* Start *

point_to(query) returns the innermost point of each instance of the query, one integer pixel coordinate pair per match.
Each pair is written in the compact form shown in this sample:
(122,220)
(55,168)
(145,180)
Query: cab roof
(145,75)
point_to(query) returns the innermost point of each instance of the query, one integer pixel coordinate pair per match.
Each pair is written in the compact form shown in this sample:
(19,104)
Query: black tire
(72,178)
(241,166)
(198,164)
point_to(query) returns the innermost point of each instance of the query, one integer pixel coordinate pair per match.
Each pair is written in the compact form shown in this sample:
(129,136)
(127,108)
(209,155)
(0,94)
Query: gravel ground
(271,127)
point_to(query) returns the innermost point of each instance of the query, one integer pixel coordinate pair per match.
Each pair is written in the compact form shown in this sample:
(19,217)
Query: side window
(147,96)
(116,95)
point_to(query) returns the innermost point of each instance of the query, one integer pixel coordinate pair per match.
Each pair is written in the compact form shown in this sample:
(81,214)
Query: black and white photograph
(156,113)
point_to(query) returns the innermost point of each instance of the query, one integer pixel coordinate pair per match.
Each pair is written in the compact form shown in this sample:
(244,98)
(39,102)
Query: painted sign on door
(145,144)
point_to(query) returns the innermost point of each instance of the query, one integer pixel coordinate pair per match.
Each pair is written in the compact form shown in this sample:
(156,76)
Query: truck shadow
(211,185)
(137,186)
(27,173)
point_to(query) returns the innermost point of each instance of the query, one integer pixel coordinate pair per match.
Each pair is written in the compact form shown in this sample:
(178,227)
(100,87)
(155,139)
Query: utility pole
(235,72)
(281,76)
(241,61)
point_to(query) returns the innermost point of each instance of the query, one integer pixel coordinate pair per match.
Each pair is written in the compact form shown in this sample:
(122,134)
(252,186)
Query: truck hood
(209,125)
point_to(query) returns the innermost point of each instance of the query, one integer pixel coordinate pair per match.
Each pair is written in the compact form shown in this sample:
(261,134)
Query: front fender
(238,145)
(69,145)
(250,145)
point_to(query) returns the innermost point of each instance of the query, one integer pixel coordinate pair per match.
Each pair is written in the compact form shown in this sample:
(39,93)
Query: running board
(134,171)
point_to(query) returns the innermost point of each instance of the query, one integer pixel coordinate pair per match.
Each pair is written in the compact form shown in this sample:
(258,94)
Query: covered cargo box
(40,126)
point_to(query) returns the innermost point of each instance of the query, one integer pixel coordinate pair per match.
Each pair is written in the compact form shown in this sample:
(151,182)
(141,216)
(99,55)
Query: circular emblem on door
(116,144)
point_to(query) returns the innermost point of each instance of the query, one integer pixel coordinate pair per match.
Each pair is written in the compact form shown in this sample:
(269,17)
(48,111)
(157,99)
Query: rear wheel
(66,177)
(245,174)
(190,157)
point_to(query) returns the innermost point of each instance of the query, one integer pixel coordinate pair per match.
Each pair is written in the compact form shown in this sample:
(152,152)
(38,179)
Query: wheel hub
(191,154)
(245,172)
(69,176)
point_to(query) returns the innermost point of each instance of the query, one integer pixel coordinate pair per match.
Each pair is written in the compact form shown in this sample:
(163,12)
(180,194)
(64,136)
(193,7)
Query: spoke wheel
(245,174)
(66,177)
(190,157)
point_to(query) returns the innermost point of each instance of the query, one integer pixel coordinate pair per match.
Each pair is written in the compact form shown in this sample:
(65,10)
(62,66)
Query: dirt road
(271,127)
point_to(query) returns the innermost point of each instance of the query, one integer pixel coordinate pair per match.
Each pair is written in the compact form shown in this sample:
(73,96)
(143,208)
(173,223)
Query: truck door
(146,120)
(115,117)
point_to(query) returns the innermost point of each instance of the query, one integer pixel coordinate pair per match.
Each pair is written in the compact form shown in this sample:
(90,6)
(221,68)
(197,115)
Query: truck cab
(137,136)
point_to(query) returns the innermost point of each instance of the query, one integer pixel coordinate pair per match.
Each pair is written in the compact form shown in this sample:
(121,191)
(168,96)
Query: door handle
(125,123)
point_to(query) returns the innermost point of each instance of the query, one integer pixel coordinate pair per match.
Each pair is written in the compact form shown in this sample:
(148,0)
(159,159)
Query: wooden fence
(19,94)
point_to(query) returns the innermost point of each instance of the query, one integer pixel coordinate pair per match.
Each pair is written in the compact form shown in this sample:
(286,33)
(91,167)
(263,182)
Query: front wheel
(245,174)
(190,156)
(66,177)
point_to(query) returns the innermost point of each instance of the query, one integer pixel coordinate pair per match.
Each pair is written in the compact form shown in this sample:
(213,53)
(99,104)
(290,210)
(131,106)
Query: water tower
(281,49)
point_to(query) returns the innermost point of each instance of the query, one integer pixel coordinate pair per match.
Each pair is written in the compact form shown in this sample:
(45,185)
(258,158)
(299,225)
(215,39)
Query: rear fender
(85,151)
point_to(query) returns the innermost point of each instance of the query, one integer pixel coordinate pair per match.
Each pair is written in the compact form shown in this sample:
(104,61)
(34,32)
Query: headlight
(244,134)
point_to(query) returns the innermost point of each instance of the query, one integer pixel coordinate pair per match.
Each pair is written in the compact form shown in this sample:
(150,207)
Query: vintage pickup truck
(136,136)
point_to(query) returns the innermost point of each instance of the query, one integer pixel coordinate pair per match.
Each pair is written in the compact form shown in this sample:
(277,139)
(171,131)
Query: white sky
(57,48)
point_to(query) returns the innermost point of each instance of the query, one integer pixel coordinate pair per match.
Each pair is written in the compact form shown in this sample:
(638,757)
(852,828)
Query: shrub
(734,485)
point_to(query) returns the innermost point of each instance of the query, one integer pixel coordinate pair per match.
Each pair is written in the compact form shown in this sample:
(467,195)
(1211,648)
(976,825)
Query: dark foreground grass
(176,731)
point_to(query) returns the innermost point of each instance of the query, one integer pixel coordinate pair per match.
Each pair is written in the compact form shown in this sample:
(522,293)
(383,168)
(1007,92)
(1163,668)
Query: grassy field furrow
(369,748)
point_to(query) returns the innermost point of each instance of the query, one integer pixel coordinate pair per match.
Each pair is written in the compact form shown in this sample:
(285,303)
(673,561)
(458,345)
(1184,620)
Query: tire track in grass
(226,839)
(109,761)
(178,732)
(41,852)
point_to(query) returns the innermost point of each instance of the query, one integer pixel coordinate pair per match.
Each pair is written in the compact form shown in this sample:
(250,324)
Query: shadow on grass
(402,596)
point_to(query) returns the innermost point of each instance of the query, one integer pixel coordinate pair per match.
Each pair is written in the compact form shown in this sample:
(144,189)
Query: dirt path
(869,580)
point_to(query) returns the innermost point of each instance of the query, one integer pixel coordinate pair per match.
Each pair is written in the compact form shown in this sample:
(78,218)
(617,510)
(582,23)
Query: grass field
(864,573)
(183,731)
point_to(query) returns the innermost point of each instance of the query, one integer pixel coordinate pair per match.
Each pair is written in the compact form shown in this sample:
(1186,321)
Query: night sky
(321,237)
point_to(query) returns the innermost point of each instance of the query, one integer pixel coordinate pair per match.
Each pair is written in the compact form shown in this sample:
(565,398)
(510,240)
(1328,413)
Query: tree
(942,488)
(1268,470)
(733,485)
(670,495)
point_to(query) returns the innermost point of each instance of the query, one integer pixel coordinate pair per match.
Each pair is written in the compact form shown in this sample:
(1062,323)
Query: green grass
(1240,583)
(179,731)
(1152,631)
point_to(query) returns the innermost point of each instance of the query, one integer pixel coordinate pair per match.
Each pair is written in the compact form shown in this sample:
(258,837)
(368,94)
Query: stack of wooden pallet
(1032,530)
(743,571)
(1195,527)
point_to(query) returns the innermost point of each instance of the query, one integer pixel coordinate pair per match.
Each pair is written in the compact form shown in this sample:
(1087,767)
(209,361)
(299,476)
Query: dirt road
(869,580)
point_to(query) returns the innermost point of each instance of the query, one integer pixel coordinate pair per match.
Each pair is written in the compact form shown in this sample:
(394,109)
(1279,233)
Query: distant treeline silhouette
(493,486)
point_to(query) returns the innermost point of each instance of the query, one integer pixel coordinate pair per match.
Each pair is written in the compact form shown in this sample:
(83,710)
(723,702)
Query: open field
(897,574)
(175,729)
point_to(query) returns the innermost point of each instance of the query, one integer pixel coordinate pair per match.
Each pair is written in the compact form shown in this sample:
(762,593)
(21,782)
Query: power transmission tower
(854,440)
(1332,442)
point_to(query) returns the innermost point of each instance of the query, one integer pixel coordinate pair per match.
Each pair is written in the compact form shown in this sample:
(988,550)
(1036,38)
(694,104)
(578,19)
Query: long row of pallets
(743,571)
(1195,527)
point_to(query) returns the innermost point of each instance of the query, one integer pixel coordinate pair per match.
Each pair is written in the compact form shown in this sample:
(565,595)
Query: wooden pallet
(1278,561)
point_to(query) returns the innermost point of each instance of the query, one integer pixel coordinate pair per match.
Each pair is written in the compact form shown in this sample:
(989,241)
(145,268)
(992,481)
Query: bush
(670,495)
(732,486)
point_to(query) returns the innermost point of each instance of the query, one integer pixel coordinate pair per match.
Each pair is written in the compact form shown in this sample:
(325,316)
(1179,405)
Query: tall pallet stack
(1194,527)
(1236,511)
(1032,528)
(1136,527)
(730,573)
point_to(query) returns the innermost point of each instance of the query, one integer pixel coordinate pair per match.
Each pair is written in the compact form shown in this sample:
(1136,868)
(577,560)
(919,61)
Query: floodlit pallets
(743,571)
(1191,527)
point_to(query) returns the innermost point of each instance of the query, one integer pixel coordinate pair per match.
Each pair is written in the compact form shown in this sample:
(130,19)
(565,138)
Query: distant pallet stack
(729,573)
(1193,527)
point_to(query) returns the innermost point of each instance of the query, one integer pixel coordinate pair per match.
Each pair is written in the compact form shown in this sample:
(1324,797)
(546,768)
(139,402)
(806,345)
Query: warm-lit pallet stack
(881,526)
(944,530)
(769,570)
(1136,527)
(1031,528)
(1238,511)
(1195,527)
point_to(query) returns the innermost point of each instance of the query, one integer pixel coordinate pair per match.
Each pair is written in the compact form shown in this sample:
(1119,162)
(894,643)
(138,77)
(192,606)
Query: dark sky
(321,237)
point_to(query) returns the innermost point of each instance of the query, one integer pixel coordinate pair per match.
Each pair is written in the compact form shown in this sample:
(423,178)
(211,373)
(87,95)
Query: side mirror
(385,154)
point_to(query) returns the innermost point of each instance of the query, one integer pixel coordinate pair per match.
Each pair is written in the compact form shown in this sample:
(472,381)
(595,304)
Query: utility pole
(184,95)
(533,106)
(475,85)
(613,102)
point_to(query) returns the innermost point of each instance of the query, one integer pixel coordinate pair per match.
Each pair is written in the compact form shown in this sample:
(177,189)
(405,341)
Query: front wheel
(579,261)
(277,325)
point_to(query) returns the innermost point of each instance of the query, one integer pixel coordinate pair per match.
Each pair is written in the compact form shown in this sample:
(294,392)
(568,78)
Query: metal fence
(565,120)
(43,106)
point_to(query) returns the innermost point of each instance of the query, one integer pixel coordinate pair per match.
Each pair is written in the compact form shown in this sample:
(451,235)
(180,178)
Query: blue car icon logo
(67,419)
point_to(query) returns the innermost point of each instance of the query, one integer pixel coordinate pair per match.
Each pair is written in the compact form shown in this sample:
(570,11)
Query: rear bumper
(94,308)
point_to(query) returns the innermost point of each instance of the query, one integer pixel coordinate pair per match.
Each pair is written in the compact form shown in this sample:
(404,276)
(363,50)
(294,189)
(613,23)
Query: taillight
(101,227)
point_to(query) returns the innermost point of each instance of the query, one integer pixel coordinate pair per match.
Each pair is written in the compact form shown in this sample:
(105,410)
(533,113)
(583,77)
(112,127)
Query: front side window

* End *

**Objective**
Report every line of the records that contains the word "dark".

**Response to this exercise**
Query: dark foreground grass
Query: dark sky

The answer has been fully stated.